The BIG big endian patch
May 4, 2016
This text comes from radare2’s doc/endian
. And aims to explain the reason why radare2 codebase was handling endianness in a problematic way. damo22 cooked a huge patch addressing those issues and making the code endian-independent. This means that at compile time the code doesn’t assumes any local specific endian.
Endian issues
As hackers, we need to be aware of endianness.
Endianness can become a problem when you try to process buffers or streams of bytes and store intermediate values as integers with width larger than a single byte.
It can seem very easy to write the following code:
ut8 opcode[4] = {0x10, 0x20, 0x30, 0x40};
ut32 value = *(ut32*)opcode;
... and then continue to use "value" in the code to represent the opcode.
This needs to be avoided!
Why? What is actually happening?
When you cast the opcode stream to a unsigned int
, the compiler uses the endianness
of the host to interpret the bytes and stores it in host endianness. This leads to
very unportable code, because if you compile on a different endian machine, the
value stored in “value” might be 0x40302010
instead of 0x10203040
.
In the past, radare devs were not as strict about this issue, and as a result, needed to swap the endian of values regularly in the code.

(Labels for object points)
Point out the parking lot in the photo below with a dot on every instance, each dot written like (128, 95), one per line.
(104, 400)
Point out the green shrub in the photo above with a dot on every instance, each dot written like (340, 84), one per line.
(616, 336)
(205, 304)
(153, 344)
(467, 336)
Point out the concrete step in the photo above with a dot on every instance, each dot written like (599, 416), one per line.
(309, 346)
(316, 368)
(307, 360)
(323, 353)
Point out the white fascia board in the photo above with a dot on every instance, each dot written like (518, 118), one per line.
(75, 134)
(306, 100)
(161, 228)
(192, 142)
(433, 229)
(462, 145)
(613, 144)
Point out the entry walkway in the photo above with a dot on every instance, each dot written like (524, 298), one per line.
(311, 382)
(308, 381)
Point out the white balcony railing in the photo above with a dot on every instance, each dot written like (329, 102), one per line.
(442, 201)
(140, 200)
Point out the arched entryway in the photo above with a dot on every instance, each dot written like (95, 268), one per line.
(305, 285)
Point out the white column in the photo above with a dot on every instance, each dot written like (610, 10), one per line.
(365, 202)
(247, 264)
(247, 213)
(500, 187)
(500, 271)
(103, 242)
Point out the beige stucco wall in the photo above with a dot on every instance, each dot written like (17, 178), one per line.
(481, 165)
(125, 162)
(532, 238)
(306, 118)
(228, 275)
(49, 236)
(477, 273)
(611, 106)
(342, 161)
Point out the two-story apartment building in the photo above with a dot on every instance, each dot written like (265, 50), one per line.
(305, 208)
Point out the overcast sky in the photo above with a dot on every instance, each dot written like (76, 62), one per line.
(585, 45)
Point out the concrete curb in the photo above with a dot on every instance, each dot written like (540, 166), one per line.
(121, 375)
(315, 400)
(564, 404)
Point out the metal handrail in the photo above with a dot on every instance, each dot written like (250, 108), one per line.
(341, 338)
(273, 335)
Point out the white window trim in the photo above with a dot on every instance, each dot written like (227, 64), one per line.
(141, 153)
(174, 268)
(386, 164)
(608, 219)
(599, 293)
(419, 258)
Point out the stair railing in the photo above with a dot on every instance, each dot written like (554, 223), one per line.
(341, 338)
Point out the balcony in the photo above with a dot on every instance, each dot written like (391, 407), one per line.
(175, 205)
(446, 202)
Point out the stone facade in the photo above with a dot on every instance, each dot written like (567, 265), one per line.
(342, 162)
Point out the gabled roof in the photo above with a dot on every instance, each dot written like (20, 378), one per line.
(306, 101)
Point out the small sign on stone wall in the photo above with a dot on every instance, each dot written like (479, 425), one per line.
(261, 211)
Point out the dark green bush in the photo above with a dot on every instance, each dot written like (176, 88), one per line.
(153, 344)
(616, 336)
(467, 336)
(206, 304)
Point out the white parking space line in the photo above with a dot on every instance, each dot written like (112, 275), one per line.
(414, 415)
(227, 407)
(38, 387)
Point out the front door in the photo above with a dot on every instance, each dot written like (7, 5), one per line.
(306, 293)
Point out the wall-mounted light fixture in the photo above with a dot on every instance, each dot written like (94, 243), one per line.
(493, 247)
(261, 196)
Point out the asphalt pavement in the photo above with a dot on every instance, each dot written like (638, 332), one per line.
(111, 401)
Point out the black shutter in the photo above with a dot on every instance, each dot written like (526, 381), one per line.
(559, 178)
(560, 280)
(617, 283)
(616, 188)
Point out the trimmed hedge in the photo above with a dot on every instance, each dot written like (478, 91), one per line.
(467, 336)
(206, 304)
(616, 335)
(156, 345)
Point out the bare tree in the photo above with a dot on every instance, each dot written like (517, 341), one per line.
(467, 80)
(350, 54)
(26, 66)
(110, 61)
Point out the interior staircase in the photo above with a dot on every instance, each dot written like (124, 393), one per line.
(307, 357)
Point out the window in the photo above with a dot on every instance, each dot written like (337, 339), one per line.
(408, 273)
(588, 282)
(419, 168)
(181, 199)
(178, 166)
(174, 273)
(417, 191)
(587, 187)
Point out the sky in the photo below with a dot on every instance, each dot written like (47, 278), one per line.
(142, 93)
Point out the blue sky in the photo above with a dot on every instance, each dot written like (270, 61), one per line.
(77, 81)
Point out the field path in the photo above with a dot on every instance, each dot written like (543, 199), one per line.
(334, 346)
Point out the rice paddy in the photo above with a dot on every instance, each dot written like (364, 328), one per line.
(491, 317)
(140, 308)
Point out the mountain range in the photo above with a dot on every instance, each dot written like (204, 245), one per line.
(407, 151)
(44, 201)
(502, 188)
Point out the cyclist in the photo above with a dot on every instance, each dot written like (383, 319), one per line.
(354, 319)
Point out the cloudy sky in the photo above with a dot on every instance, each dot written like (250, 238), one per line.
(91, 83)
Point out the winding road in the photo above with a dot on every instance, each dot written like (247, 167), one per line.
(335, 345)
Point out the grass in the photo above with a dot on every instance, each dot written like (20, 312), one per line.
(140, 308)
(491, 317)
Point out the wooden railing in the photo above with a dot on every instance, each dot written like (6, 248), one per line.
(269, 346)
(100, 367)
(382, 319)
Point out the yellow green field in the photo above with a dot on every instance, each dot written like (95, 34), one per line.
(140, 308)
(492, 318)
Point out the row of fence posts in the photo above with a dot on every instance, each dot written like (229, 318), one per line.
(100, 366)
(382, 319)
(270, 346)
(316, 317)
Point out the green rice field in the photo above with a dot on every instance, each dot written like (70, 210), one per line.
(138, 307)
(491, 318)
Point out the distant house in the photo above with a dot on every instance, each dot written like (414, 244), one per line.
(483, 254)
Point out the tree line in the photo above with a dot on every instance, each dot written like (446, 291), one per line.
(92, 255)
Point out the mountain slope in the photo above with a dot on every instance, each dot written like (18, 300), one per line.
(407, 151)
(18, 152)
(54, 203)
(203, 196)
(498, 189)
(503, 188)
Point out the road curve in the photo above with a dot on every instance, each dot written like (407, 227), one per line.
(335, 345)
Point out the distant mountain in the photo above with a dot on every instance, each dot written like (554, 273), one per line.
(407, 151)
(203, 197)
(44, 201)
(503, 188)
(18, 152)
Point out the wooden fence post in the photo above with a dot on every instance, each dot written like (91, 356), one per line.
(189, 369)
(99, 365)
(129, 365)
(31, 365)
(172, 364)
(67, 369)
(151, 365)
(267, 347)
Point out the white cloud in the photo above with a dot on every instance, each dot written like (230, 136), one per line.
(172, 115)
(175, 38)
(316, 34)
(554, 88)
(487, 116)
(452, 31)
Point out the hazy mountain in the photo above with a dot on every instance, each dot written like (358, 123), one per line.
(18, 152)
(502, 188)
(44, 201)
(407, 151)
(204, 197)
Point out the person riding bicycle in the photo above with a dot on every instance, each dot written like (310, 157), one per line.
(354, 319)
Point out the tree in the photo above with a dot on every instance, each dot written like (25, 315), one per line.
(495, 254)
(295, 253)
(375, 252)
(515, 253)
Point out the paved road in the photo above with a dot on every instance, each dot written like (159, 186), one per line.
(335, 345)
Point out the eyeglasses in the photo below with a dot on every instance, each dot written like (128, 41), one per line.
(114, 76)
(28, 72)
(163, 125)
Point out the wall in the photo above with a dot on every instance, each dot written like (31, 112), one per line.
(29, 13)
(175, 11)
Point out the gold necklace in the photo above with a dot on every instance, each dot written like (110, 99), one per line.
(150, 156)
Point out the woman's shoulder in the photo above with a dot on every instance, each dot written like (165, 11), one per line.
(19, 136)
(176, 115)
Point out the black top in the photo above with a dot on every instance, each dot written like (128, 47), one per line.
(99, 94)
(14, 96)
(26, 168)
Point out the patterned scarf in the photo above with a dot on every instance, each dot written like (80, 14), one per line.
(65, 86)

◆ Written problem 1
In the radare2 endianness article, why should the opcode byte array not be cast directly to a ut32 value? Answer in one to three sentences.
◆ Written problem 2
Answer these questions from the radare2 endianness article:
(a) Who wrote the large patch that made the code endian-independent?
(b) When can endianness become a problem?
(c) What did radare devs regularly need to do because they were not strict about this issue in the past?
◆ Written problem 3
Continue the radare2 endianness article from where it stops.

◆ Task result 1
When the byte stream is cast to an unsigned int, the compiler interprets and stores the bytes using the host's endianness. The code then becomes very unportable: on a machine with a different endianness, "value" might hold 0x40302010 instead of 0x10203040.

◆ Task result 2
(a) damo22.
(b) When processing buffers or streams of bytes and storing intermediate values as integers wider than a single byte.
(c) They needed to swap the endian of values.

◆ Task result 3
Solution
Use bitshifts and OR instructions to interpret bytes in a known endian. Instead of casting streams of bytes to larger width integers, do the following:
ut8 opcode[4] = {0x10, 0x20, 0x30, 0x40};
ut32 value = opcode[0] | opcode[1] << 8 | opcode[2] << 16 | opcode[3] << 24;
or if you prefer the other endian:
ut32 value = opcode[3] | opcode[2] << 8 | opcode[1] << 16 | opcode[0] << 24;
This is much better because you actually know which endian your bytes are stored in within the integer value, REGARDLESS of the host endian of the machine.
Endian helper functions
Radare2 now uses helper functions to interpret all byte streams in a known endian.
Please use these at all times, eg:
// read 4 bytes from a stream in BE
val32 = r_read_be32(buffer)
// read 4 bytes from a stream in LE
val32 = r_read_le32(buffer)
// read 4 bytes from a stream:
// if isbig is true, reads in BE
// otherwise reads in LE
val32 = r_read_ble32(buffer, isbig)
There are a number of helper functions for 64
, 32
, 16
, and 8
bit reads and writes.
(Note that 8 bit reads are equivalent to casting a single byte of the buffer to
a ut8
value, ie endian is irrelevant).
Happy hacking!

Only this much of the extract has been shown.